*Written problem:* Can you swap "yellow" for "white" in the records from their start through the line containing "top-left (210, 128), bottom-right (242, 155)", keep everything else the same, and give back only those lines, without the pictures?

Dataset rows
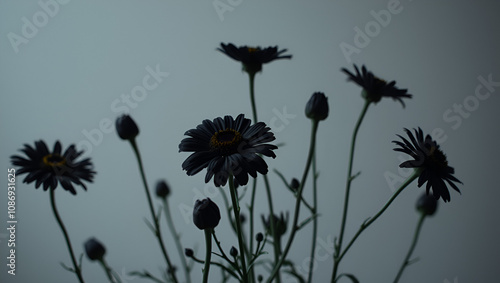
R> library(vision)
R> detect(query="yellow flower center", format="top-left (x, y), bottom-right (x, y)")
top-left (247, 47), bottom-right (259, 53)
top-left (42, 154), bottom-right (66, 167)
top-left (210, 128), bottom-right (242, 155)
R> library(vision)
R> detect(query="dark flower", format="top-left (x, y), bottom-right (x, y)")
top-left (116, 115), bottom-right (139, 140)
top-left (393, 128), bottom-right (462, 202)
top-left (193, 198), bottom-right (220, 230)
top-left (305, 92), bottom-right (329, 121)
top-left (417, 194), bottom-right (437, 216)
top-left (179, 114), bottom-right (278, 187)
top-left (156, 180), bottom-right (170, 198)
top-left (11, 140), bottom-right (95, 195)
top-left (342, 65), bottom-right (412, 107)
top-left (84, 238), bottom-right (106, 260)
top-left (217, 43), bottom-right (292, 74)
top-left (261, 212), bottom-right (288, 237)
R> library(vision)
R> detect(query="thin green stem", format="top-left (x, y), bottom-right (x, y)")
top-left (248, 73), bottom-right (258, 123)
top-left (129, 139), bottom-right (179, 283)
top-left (163, 200), bottom-right (191, 283)
top-left (267, 120), bottom-right (319, 283)
top-left (338, 169), bottom-right (420, 274)
top-left (307, 152), bottom-right (318, 283)
top-left (229, 174), bottom-right (248, 283)
top-left (203, 228), bottom-right (212, 283)
top-left (248, 178), bottom-right (257, 282)
top-left (49, 189), bottom-right (84, 283)
top-left (394, 213), bottom-right (427, 283)
top-left (331, 100), bottom-right (370, 283)
top-left (263, 175), bottom-right (281, 283)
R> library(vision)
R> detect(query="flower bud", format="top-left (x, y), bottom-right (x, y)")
top-left (417, 193), bottom-right (437, 216)
top-left (255, 232), bottom-right (264, 242)
top-left (193, 198), bottom-right (220, 230)
top-left (229, 247), bottom-right (238, 257)
top-left (306, 92), bottom-right (328, 121)
top-left (116, 115), bottom-right (139, 140)
top-left (290, 178), bottom-right (300, 192)
top-left (262, 212), bottom-right (288, 237)
top-left (84, 238), bottom-right (106, 260)
top-left (184, 249), bottom-right (194, 257)
top-left (156, 180), bottom-right (170, 198)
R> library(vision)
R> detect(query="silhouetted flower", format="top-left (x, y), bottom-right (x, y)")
top-left (116, 115), bottom-right (139, 140)
top-left (11, 140), bottom-right (95, 195)
top-left (342, 65), bottom-right (412, 107)
top-left (179, 114), bottom-right (278, 187)
top-left (217, 43), bottom-right (292, 74)
top-left (305, 92), bottom-right (329, 121)
top-left (393, 128), bottom-right (462, 202)
top-left (156, 180), bottom-right (170, 198)
top-left (84, 238), bottom-right (106, 260)
top-left (417, 194), bottom-right (438, 216)
top-left (262, 212), bottom-right (288, 237)
top-left (229, 246), bottom-right (238, 257)
top-left (193, 198), bottom-right (220, 230)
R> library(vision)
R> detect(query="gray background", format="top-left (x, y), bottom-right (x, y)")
top-left (0, 0), bottom-right (500, 283)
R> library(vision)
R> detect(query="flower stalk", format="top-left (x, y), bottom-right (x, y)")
top-left (129, 138), bottom-right (178, 283)
top-left (50, 189), bottom-right (84, 283)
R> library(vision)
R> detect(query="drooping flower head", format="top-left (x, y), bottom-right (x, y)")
top-left (11, 140), bottom-right (95, 195)
top-left (217, 43), bottom-right (292, 74)
top-left (393, 128), bottom-right (462, 202)
top-left (305, 92), bottom-right (329, 121)
top-left (83, 238), bottom-right (106, 260)
top-left (193, 198), bottom-right (220, 230)
top-left (179, 114), bottom-right (278, 187)
top-left (342, 65), bottom-right (412, 107)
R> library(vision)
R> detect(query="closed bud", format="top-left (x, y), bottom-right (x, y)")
top-left (255, 232), bottom-right (264, 242)
top-left (417, 193), bottom-right (437, 216)
top-left (193, 198), bottom-right (220, 230)
top-left (156, 180), bottom-right (170, 198)
top-left (306, 92), bottom-right (329, 121)
top-left (184, 249), bottom-right (194, 257)
top-left (84, 238), bottom-right (106, 260)
top-left (229, 247), bottom-right (238, 257)
top-left (116, 115), bottom-right (139, 140)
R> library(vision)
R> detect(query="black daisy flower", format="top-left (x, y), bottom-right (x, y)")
top-left (11, 140), bottom-right (95, 195)
top-left (217, 43), bottom-right (292, 74)
top-left (179, 114), bottom-right (278, 187)
top-left (342, 65), bottom-right (412, 107)
top-left (393, 128), bottom-right (462, 202)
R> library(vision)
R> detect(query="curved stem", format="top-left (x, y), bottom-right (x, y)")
top-left (394, 213), bottom-right (427, 283)
top-left (248, 73), bottom-right (258, 124)
top-left (163, 197), bottom-right (191, 283)
top-left (229, 174), bottom-right (248, 283)
top-left (49, 189), bottom-right (84, 283)
top-left (266, 120), bottom-right (319, 283)
top-left (203, 228), bottom-right (212, 283)
top-left (129, 139), bottom-right (178, 283)
top-left (331, 101), bottom-right (370, 283)
top-left (263, 175), bottom-right (281, 283)
top-left (307, 152), bottom-right (318, 283)
top-left (99, 258), bottom-right (121, 283)
top-left (338, 169), bottom-right (421, 270)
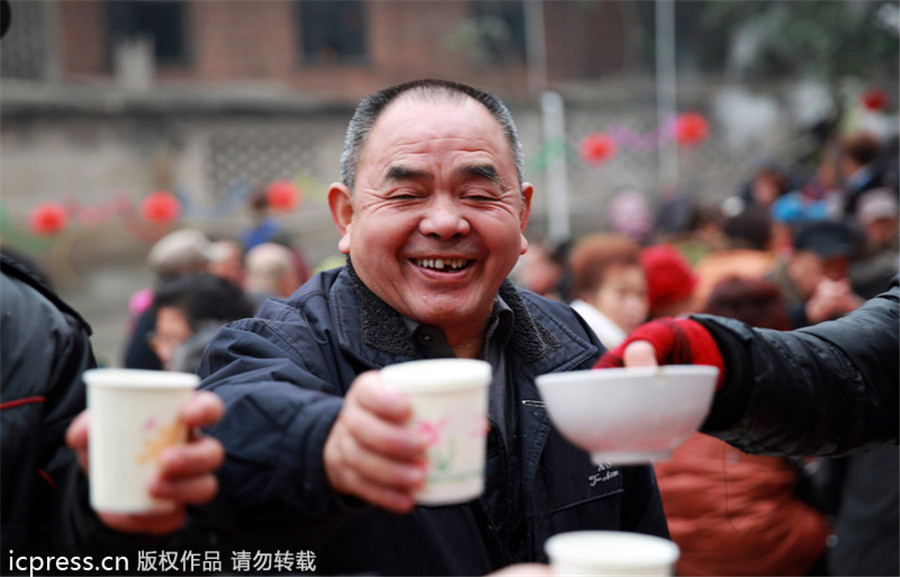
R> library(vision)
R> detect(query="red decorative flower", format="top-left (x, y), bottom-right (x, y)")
top-left (266, 180), bottom-right (300, 212)
top-left (141, 190), bottom-right (181, 224)
top-left (861, 88), bottom-right (887, 112)
top-left (675, 112), bottom-right (709, 146)
top-left (28, 202), bottom-right (69, 236)
top-left (578, 132), bottom-right (619, 164)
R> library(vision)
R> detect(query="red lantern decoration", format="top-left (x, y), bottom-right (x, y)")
top-left (578, 132), bottom-right (619, 164)
top-left (28, 202), bottom-right (69, 236)
top-left (861, 88), bottom-right (887, 112)
top-left (141, 190), bottom-right (181, 224)
top-left (266, 180), bottom-right (300, 212)
top-left (675, 112), bottom-right (709, 146)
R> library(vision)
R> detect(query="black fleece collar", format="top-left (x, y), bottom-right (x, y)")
top-left (347, 257), bottom-right (560, 363)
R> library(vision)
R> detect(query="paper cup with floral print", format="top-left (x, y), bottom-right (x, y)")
top-left (84, 368), bottom-right (200, 513)
top-left (544, 531), bottom-right (680, 577)
top-left (381, 359), bottom-right (491, 505)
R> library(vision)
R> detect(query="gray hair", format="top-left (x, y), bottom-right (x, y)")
top-left (341, 78), bottom-right (525, 193)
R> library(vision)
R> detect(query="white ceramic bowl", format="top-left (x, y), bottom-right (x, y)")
top-left (537, 365), bottom-right (719, 465)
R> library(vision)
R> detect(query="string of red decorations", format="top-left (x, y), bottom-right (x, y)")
top-left (578, 112), bottom-right (709, 164)
top-left (18, 180), bottom-right (303, 237)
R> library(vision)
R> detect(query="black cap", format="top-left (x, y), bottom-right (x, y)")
top-left (794, 220), bottom-right (856, 258)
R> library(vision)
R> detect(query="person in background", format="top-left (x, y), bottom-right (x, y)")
top-left (766, 220), bottom-right (863, 329)
top-left (691, 207), bottom-right (775, 310)
top-left (850, 188), bottom-right (900, 299)
top-left (244, 242), bottom-right (304, 308)
top-left (199, 79), bottom-right (668, 575)
top-left (837, 132), bottom-right (897, 218)
top-left (513, 240), bottom-right (572, 302)
top-left (640, 244), bottom-right (697, 318)
top-left (122, 228), bottom-right (210, 371)
top-left (569, 234), bottom-right (650, 348)
top-left (743, 162), bottom-right (790, 211)
top-left (606, 188), bottom-right (653, 245)
top-left (207, 237), bottom-right (245, 286)
top-left (149, 272), bottom-right (253, 373)
top-left (654, 277), bottom-right (830, 575)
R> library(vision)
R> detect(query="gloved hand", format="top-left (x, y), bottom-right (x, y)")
top-left (594, 318), bottom-right (725, 388)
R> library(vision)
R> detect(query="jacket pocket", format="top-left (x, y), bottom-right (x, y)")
top-left (535, 432), bottom-right (624, 534)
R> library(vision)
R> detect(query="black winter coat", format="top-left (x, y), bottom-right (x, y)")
top-left (200, 267), bottom-right (668, 575)
top-left (693, 276), bottom-right (900, 457)
top-left (0, 255), bottom-right (95, 552)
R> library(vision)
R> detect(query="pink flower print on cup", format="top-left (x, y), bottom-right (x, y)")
top-left (419, 417), bottom-right (447, 448)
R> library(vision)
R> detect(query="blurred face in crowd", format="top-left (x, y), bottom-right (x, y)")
top-left (208, 240), bottom-right (244, 286)
top-left (519, 244), bottom-right (563, 295)
top-left (590, 265), bottom-right (650, 333)
top-left (329, 94), bottom-right (532, 353)
top-left (788, 250), bottom-right (850, 297)
top-left (150, 307), bottom-right (194, 371)
top-left (865, 218), bottom-right (898, 247)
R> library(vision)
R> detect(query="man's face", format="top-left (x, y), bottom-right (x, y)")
top-left (329, 96), bottom-right (532, 345)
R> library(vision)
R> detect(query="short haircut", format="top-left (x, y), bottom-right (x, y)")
top-left (703, 277), bottom-right (790, 331)
top-left (341, 78), bottom-right (525, 193)
top-left (841, 132), bottom-right (881, 165)
top-left (569, 234), bottom-right (641, 297)
top-left (153, 272), bottom-right (253, 332)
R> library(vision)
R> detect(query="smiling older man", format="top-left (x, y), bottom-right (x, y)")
top-left (200, 80), bottom-right (668, 575)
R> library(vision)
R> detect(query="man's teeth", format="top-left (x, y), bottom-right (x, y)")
top-left (416, 258), bottom-right (468, 270)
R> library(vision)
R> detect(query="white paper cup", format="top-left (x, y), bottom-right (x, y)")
top-left (544, 531), bottom-right (680, 577)
top-left (381, 359), bottom-right (491, 505)
top-left (84, 369), bottom-right (200, 513)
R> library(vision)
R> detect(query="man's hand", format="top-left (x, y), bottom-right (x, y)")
top-left (323, 371), bottom-right (427, 513)
top-left (594, 318), bottom-right (725, 386)
top-left (66, 391), bottom-right (225, 535)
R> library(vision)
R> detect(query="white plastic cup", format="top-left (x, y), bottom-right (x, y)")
top-left (381, 359), bottom-right (491, 505)
top-left (544, 531), bottom-right (681, 577)
top-left (84, 368), bottom-right (200, 513)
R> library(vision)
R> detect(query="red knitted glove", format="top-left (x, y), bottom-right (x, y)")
top-left (594, 318), bottom-right (725, 388)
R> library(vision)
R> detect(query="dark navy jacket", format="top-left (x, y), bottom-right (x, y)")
top-left (200, 267), bottom-right (668, 575)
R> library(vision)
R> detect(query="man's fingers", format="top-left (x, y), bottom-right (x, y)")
top-left (179, 391), bottom-right (225, 427)
top-left (97, 507), bottom-right (185, 535)
top-left (66, 411), bottom-right (89, 451)
top-left (66, 410), bottom-right (90, 473)
top-left (160, 437), bottom-right (225, 480)
top-left (343, 396), bottom-right (426, 460)
top-left (622, 341), bottom-right (659, 367)
top-left (347, 371), bottom-right (411, 423)
top-left (149, 474), bottom-right (219, 505)
top-left (336, 471), bottom-right (415, 514)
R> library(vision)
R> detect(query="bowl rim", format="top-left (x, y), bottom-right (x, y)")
top-left (535, 365), bottom-right (719, 387)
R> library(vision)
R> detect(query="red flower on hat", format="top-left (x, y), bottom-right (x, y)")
top-left (641, 244), bottom-right (697, 314)
top-left (266, 180), bottom-right (301, 212)
top-left (675, 112), bottom-right (709, 146)
top-left (28, 202), bottom-right (69, 236)
top-left (860, 88), bottom-right (887, 112)
top-left (141, 190), bottom-right (181, 224)
top-left (578, 132), bottom-right (619, 164)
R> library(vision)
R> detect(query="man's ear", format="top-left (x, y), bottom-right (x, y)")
top-left (519, 182), bottom-right (534, 254)
top-left (328, 182), bottom-right (353, 254)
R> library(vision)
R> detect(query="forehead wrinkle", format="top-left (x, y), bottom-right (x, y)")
top-left (456, 164), bottom-right (506, 187)
top-left (385, 164), bottom-right (429, 180)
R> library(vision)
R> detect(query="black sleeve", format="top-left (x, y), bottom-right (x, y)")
top-left (692, 279), bottom-right (900, 456)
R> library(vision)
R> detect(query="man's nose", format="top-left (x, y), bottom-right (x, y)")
top-left (419, 195), bottom-right (470, 238)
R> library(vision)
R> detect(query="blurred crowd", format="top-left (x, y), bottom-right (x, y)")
top-left (121, 184), bottom-right (311, 372)
top-left (514, 128), bottom-right (900, 575)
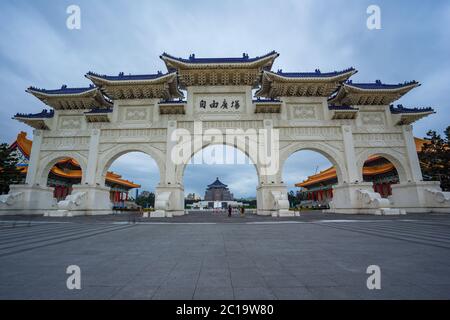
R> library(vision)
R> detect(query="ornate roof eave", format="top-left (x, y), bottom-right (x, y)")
top-left (390, 105), bottom-right (436, 125)
top-left (255, 68), bottom-right (358, 98)
top-left (25, 86), bottom-right (112, 110)
top-left (160, 51), bottom-right (280, 71)
top-left (85, 72), bottom-right (184, 99)
top-left (328, 81), bottom-right (420, 105)
top-left (12, 109), bottom-right (54, 130)
top-left (13, 117), bottom-right (53, 130)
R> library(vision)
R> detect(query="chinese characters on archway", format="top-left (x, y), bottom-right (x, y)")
top-left (200, 99), bottom-right (241, 110)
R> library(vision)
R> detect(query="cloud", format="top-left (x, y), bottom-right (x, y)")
top-left (0, 0), bottom-right (450, 195)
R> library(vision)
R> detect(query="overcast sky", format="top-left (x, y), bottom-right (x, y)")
top-left (0, 0), bottom-right (450, 196)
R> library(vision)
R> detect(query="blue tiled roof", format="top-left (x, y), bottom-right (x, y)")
top-left (84, 108), bottom-right (112, 114)
top-left (27, 85), bottom-right (96, 94)
top-left (346, 80), bottom-right (420, 90)
top-left (160, 50), bottom-right (279, 63)
top-left (86, 71), bottom-right (167, 81)
top-left (252, 98), bottom-right (281, 103)
top-left (277, 67), bottom-right (356, 78)
top-left (389, 104), bottom-right (434, 114)
top-left (328, 105), bottom-right (358, 110)
top-left (208, 177), bottom-right (227, 188)
top-left (14, 109), bottom-right (55, 119)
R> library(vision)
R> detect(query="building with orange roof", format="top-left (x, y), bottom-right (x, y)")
top-left (295, 138), bottom-right (428, 206)
top-left (10, 131), bottom-right (141, 207)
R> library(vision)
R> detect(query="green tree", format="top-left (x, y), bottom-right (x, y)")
top-left (288, 190), bottom-right (300, 208)
top-left (419, 126), bottom-right (450, 191)
top-left (0, 143), bottom-right (22, 194)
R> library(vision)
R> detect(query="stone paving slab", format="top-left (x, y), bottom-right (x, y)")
top-left (0, 212), bottom-right (450, 300)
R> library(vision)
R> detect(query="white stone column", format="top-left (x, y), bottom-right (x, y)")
top-left (0, 130), bottom-right (56, 215)
top-left (402, 125), bottom-right (422, 182)
top-left (82, 129), bottom-right (100, 186)
top-left (339, 125), bottom-right (362, 184)
top-left (25, 130), bottom-right (45, 187)
top-left (150, 120), bottom-right (184, 217)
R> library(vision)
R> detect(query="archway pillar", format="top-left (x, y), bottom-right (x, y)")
top-left (44, 184), bottom-right (113, 217)
top-left (327, 182), bottom-right (404, 215)
top-left (0, 130), bottom-right (56, 215)
top-left (402, 125), bottom-right (423, 182)
top-left (256, 183), bottom-right (294, 217)
top-left (342, 125), bottom-right (359, 183)
top-left (150, 184), bottom-right (185, 218)
top-left (0, 184), bottom-right (57, 215)
top-left (25, 130), bottom-right (43, 186)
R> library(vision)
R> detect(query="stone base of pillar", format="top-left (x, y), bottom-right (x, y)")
top-left (256, 183), bottom-right (294, 217)
top-left (150, 185), bottom-right (185, 218)
top-left (45, 185), bottom-right (113, 217)
top-left (324, 182), bottom-right (405, 215)
top-left (390, 181), bottom-right (450, 213)
top-left (0, 184), bottom-right (57, 215)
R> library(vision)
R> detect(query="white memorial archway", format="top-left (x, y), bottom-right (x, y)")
top-left (0, 52), bottom-right (450, 217)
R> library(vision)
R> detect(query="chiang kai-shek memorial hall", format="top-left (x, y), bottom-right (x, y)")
top-left (0, 51), bottom-right (450, 217)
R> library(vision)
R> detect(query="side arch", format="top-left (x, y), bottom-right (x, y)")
top-left (95, 144), bottom-right (165, 186)
top-left (279, 141), bottom-right (349, 183)
top-left (356, 148), bottom-right (411, 183)
top-left (37, 151), bottom-right (87, 187)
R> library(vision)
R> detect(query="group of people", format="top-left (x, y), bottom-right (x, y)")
top-left (228, 205), bottom-right (245, 217)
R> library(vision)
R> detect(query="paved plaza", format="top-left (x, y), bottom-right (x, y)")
top-left (0, 212), bottom-right (450, 299)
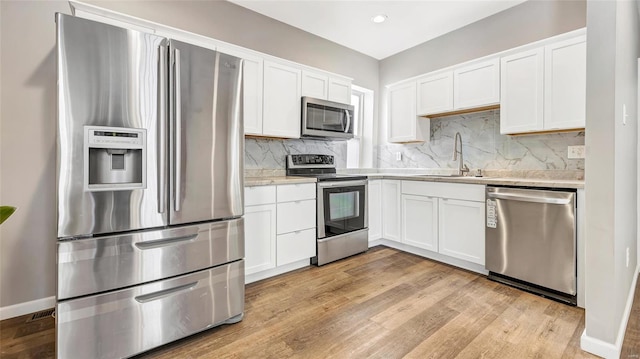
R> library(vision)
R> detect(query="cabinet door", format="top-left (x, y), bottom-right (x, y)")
top-left (389, 82), bottom-right (428, 142)
top-left (219, 47), bottom-right (263, 135)
top-left (453, 58), bottom-right (500, 110)
top-left (402, 194), bottom-right (438, 252)
top-left (438, 198), bottom-right (484, 265)
top-left (544, 36), bottom-right (587, 130)
top-left (302, 71), bottom-right (329, 100)
top-left (276, 228), bottom-right (316, 266)
top-left (382, 180), bottom-right (402, 242)
top-left (244, 204), bottom-right (276, 275)
top-left (367, 180), bottom-right (382, 242)
top-left (328, 77), bottom-right (351, 104)
top-left (262, 61), bottom-right (302, 138)
top-left (417, 71), bottom-right (453, 115)
top-left (500, 47), bottom-right (544, 134)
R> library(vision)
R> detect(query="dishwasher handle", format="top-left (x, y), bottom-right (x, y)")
top-left (487, 192), bottom-right (571, 204)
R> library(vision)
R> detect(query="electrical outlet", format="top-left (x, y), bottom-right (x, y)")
top-left (567, 145), bottom-right (584, 158)
top-left (627, 247), bottom-right (629, 268)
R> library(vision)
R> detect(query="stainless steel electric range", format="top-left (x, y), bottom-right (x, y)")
top-left (287, 154), bottom-right (369, 266)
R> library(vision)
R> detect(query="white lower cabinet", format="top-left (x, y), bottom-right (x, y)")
top-left (244, 183), bottom-right (316, 283)
top-left (367, 180), bottom-right (382, 242)
top-left (277, 228), bottom-right (316, 266)
top-left (244, 204), bottom-right (276, 275)
top-left (381, 180), bottom-right (402, 242)
top-left (402, 195), bottom-right (438, 252)
top-left (438, 198), bottom-right (485, 265)
top-left (277, 199), bottom-right (316, 234)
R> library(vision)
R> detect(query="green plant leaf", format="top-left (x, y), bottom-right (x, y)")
top-left (0, 206), bottom-right (17, 224)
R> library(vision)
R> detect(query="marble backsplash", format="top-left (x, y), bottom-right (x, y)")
top-left (376, 110), bottom-right (584, 170)
top-left (244, 137), bottom-right (347, 171)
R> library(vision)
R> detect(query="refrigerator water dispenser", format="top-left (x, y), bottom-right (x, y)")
top-left (84, 126), bottom-right (147, 191)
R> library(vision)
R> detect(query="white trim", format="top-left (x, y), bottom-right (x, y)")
top-left (0, 297), bottom-right (56, 320)
top-left (580, 263), bottom-right (640, 359)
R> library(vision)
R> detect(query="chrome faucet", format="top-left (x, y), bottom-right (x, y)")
top-left (453, 132), bottom-right (469, 176)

*Task solution:*
R> library(vision)
R> detect(query="white flower center", format="top-left (x, y), bottom-right (x, y)")
top-left (247, 47), bottom-right (259, 53)
top-left (42, 154), bottom-right (66, 167)
top-left (210, 128), bottom-right (242, 155)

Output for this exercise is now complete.